▶ **Quellenauszug**:
------------------------
1.2 Reife Liebe

Menschen können sich bei ihrem Verhalten weniger als viele Tiere auf angeborene Instinkte stützen. Sie können denken und Entscheidungen treffen. Das gelingt aber nicht bei Dingen, die im Unbewussten schlummern. In diesem Bereich liegen die meisten Ursachen von Partnerproblemen. Sie gelangen dorthin in den ersten Lebensjahren.

Das kleine Kind nimmt unbewusst bei seinen Eltern ihre seelischen Regungen und die daraus folgenden Handlungen auf. Es speichert diese Informationen dauerhaft in einem sehr tief liegenden, auch später kaum in das Bewusstsein dringenden Bereich des Gedächtnisses. Sie bleiben ein wichtiger Teil seiner Wirklichkeit im Erwachsenenalter. Sie entscheiden über seine eigenen Werte, Gefühle, Handlungen und auch seine Reaktionen auf andere Menschen. (Diese Erkenntnisse beschreibt der amerikanische Psychiater Eric Berne in seiner Transaktionsanalyse, nachzulesen z.B. bei Berne E.: Spiele der Erwachsenen. Psychologie der menschlichen Beziehungen)

Positive Erlebnisse in der frühen Kindheit werden ihm später helfen, selbst positiv zu sein. Früh erlernte negative Verhaltensweisen dagegen führen zu negativem Verhalten, und das kann das Erwachsenenleben belasten. Hat man seine Eltern als zugewandt und liebevoll erlebt, wird man selbst seinen Kindern gegenüber liebevoll sein. Waren die Eltern herabsetzend und lieblos, wird man ohne bewusste Absicht auch seine Kinder darunter leiden lassen. Wer bei seinen Eltern erlebt hat, dass man bei Angst aggressiv wird, tut das selbst später auch. Eltern, die in ihrer Reifung zum Erwachsenen in einzelnen Bereichen auf der Stufe eines Kindes stehen bleiben, reichen dies unwissentlich an ihre Kinder weiter. Selbst Krankheiten der Eltern wie ein Herzinfarkt oder eine Depression können mit allen traurigen Konsequenzen von den Kindern kopiert und erneut erlitten werden.
------------------------
▶ **Bereitgestelltes Material**:
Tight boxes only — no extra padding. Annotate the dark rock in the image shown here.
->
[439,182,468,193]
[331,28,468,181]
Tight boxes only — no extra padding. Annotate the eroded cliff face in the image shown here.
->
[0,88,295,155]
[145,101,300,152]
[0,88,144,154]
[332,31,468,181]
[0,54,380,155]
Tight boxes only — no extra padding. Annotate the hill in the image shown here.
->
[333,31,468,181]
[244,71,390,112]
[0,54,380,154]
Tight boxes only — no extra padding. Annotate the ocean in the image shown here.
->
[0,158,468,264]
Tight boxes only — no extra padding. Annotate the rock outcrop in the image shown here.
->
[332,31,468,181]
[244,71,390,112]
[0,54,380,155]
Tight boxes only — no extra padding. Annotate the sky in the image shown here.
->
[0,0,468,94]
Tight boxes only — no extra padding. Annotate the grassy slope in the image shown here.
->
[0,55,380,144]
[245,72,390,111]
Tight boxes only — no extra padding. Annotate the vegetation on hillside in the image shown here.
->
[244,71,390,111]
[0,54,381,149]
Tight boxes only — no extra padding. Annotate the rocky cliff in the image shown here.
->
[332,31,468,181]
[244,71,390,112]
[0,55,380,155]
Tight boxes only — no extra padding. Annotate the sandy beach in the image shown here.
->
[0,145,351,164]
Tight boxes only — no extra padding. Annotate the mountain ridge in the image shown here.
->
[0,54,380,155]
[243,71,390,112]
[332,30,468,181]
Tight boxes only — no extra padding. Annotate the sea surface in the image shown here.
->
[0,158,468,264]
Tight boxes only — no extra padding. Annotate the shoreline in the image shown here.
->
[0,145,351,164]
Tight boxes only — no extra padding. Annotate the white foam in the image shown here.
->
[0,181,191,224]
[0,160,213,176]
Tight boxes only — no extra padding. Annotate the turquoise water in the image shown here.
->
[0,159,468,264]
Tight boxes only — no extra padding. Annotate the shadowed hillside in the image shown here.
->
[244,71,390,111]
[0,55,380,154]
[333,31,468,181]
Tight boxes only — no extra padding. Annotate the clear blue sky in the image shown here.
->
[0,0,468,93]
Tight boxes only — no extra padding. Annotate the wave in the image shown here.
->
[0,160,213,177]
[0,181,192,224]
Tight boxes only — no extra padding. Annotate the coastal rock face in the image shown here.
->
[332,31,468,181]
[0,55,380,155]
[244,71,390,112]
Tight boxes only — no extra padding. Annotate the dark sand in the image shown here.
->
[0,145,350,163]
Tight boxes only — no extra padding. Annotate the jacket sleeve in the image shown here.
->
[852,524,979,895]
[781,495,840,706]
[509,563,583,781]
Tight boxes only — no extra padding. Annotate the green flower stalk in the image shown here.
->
------------------------
▶ **Aufgaben**:
1. Geben Sie aus dem Quellenauszug den Abschnitt wörtlich wieder, der mit den Worten „Das kleine Kind“ anfängt und mit „der menschlichen Beziehungen)“ aufhört.
2. Beantworten Sie anhand des Quellenauszugs:
(a) Wo liegen die meisten Ursachen von Partnerproblemen?
(b) Welcher Psychiater wird genannt, und wie heißt die Lehre, in der er diese Erkenntnisse beschreibt?
(c) Welche zwei Krankheiten der Eltern werden als Beispiele genannt, die Kinder kopieren können?
Das Material spielt hierfür keine Rolle.

▶ **Lösungen**:
1.
Das kleine Kind nimmt unbewusst bei seinen Eltern ihre seelischen Regungen und die daraus folgenden Handlungen auf. Es speichert diese Informationen dauerhaft in einem sehr tief liegenden, auch später kaum in das Bewusstsein dringenden Bereich des Gedächtnisses. Sie bleiben ein wichtiger Teil seiner Wirklichkeit im Erwachsenenalter. Sie entscheiden über seine eigenen Werte, Gefühle, Handlungen und auch seine Reaktionen auf andere Menschen. (Diese Erkenntnisse beschreibt der amerikanische Psychiater Eric Berne in seiner Transaktionsanalyse, nachzulesen z.B. bei Berne E.: Spiele der Erwachsenen. Psychologie der menschlichen Beziehungen)

2.
(a) Im Unbewussten.
(b) Der amerikanische Psychiater Eric Berne, in seiner Transaktionsanalyse.
(c) Ein Herzinfarkt und eine Depression.